Text passage: Begin
In Europe, there were three main strawberry species. They are Fragaria vesca, F. viridis and F. moschata. By the time American plants were introduced, the most commonly grown of these was F. vesca.

Fragaria vesca has a red variety and is known as the "woodland strawberry". Of particular interest is F. sylvestris var. semperflorens, which is unusual, because it is ever-bearing, meaning that it constantly flowers and bears fruit until autumn frosts arrive.

Fragaria viridis is known as a "green strawberry". Its origins are in the Alps. A unique characteristic of this plant is that it is twice bearing, meaning that it will flower and bear fruit twice in a year.

Fragaria moschata, known as the "musky flavoured strawberry" or "Hautboy" in England, has large fruit with a slightly musky scent.

Fragaria chiloensis was grown by Mapuches in the Americas as far back as 1714. Modern varieties are still produced on a local scale in Chile and Argentina.
Text passage: End
▸ **Assignment**
Can you write the next part of the passage on European and American strawberry species, picking up right after its final sentence? The entries that follow have no connection to the passage about strawberry species.
Records shown: Begin
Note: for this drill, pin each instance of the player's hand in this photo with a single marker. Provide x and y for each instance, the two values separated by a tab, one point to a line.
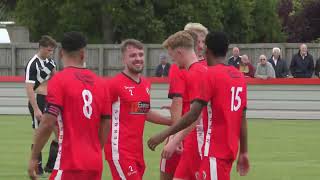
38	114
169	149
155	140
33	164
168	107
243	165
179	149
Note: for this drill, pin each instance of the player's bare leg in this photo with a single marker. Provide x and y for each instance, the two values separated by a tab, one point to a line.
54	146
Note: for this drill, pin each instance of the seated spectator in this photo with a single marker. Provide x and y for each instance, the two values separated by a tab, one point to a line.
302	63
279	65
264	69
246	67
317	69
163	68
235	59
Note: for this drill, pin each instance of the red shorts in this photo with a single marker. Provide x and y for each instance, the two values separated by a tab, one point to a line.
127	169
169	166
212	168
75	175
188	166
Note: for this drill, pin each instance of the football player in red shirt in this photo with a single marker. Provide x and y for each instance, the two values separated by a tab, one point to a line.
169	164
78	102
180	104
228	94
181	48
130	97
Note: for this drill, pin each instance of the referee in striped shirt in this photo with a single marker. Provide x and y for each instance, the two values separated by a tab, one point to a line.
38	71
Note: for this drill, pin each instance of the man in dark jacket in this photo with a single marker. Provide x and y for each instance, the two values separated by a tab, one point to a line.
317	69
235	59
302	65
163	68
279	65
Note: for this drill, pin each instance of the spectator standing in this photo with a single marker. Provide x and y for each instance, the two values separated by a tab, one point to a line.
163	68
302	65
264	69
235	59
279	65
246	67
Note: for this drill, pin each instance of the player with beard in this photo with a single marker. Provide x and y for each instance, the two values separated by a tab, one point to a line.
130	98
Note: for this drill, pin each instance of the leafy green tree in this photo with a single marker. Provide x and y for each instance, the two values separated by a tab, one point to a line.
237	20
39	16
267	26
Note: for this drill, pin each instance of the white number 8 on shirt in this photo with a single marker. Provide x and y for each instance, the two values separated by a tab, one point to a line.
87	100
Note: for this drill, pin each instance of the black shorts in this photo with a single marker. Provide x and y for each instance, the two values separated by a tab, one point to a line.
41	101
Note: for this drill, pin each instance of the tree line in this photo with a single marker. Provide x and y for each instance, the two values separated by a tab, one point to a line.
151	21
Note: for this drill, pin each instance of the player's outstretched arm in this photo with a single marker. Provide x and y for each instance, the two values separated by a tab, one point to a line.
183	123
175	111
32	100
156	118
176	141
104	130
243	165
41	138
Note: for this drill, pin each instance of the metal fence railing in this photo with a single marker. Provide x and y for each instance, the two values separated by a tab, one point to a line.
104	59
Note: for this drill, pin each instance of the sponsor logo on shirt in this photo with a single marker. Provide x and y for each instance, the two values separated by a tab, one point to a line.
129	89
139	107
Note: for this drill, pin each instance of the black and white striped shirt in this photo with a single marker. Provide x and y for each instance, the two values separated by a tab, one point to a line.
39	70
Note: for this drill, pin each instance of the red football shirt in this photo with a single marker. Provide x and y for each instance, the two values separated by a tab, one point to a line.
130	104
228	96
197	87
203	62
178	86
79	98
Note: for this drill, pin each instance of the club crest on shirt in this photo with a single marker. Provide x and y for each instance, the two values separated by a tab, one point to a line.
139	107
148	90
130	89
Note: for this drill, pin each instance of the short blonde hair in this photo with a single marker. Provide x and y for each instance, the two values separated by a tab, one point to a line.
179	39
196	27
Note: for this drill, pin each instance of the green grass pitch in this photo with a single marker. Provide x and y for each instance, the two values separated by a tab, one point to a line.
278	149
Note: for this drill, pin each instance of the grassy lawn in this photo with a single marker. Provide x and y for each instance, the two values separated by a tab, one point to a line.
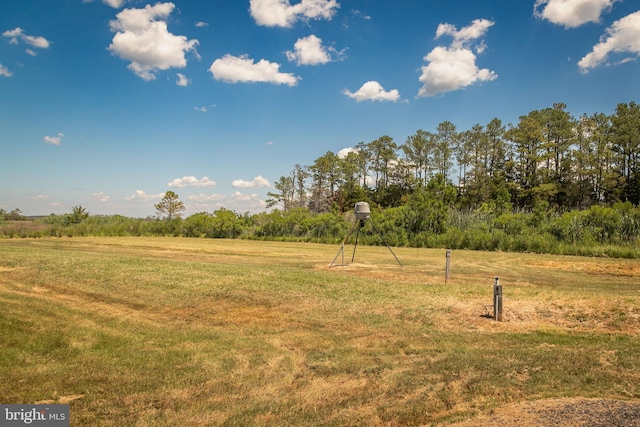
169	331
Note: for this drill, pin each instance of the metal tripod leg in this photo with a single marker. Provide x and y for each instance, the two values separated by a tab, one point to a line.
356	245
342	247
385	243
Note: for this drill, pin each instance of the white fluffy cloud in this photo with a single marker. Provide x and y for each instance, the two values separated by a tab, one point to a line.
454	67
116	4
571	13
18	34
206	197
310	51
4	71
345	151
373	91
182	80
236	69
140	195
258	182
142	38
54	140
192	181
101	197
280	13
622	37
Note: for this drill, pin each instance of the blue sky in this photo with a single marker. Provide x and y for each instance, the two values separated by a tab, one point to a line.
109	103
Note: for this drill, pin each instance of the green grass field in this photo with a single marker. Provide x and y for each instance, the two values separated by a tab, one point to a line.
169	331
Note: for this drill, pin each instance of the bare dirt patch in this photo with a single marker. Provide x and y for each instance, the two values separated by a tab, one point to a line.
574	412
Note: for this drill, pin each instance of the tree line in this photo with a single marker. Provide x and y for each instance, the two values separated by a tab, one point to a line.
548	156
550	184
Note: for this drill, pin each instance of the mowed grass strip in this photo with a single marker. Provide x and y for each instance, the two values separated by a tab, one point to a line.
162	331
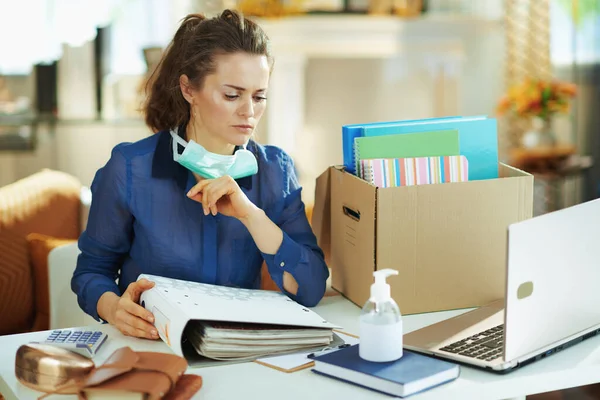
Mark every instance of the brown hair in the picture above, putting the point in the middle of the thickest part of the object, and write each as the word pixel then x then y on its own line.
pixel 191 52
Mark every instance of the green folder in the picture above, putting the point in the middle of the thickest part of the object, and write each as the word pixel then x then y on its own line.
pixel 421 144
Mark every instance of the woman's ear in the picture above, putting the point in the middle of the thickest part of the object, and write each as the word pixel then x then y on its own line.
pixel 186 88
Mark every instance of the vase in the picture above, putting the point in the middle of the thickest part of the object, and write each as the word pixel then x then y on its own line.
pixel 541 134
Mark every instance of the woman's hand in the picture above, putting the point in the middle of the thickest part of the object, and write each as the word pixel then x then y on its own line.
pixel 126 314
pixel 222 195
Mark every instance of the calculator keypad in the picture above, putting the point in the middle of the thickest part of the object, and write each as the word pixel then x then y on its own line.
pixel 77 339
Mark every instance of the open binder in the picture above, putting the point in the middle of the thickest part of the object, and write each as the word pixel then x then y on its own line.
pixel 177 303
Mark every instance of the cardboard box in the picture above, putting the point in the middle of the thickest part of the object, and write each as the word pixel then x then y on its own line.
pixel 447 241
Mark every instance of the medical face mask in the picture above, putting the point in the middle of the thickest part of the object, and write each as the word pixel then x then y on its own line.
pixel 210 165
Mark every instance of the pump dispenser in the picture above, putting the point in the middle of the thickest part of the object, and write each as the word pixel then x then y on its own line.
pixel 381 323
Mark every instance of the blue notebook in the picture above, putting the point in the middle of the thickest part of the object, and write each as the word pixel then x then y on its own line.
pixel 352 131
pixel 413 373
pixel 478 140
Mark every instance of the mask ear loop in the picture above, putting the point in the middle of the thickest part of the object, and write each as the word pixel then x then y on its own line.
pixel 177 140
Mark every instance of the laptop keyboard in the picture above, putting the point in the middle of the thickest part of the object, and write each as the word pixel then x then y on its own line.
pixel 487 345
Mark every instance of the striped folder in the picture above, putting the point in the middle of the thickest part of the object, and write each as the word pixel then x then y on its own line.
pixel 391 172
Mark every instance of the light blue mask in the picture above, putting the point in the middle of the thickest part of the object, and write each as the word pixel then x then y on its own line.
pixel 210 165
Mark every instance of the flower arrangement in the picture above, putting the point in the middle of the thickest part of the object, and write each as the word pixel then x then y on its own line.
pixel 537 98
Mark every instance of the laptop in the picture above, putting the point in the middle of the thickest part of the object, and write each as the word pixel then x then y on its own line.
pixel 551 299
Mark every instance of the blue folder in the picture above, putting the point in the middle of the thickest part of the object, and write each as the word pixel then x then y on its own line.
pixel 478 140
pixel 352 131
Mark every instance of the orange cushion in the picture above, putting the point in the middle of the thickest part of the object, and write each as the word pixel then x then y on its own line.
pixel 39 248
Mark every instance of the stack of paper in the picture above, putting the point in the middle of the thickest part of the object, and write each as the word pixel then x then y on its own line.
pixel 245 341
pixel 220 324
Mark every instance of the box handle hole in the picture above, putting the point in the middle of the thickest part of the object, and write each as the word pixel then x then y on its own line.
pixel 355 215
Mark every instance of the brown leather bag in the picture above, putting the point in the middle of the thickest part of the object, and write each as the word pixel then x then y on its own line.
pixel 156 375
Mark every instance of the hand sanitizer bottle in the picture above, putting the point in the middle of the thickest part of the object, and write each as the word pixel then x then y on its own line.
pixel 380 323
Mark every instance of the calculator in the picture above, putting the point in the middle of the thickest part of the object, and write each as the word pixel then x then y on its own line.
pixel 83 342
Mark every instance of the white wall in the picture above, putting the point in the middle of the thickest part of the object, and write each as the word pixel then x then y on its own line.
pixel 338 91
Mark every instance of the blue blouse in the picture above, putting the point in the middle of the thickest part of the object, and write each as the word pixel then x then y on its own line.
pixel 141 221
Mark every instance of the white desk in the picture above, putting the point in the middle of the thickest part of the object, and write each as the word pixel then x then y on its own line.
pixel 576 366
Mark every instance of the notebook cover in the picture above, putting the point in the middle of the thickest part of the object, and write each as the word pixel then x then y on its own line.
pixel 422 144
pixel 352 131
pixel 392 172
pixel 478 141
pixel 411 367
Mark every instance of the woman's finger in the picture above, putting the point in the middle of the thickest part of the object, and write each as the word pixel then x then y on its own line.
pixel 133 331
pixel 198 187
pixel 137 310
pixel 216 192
Records shown: End
▸ **Task response**
The origins of modern large-fruited strawberries can be found in France. In 1714 Fragaria chiloensis, a plant that produces large fruit that is particularly good for eating, was taken from South America to France by a French spy. After its arrival in France, this variety was bred with Fragaria virginiana, a hearty plant from North America. The product of this cross is the species Fragaria × ananassa. Antoine Nicolas Duchesne is important in the development of strawberries in both France, and the rest of the world. He discovered that strawberries can be either bisexual, or unisexual. He also conducted experiments, crossing F. moschata and F. chiloensis. The resulting large fruit put Duchesne in King Louis XV's favor and allowed him to continue to study and create his categorization of the ten "races" of strawberry.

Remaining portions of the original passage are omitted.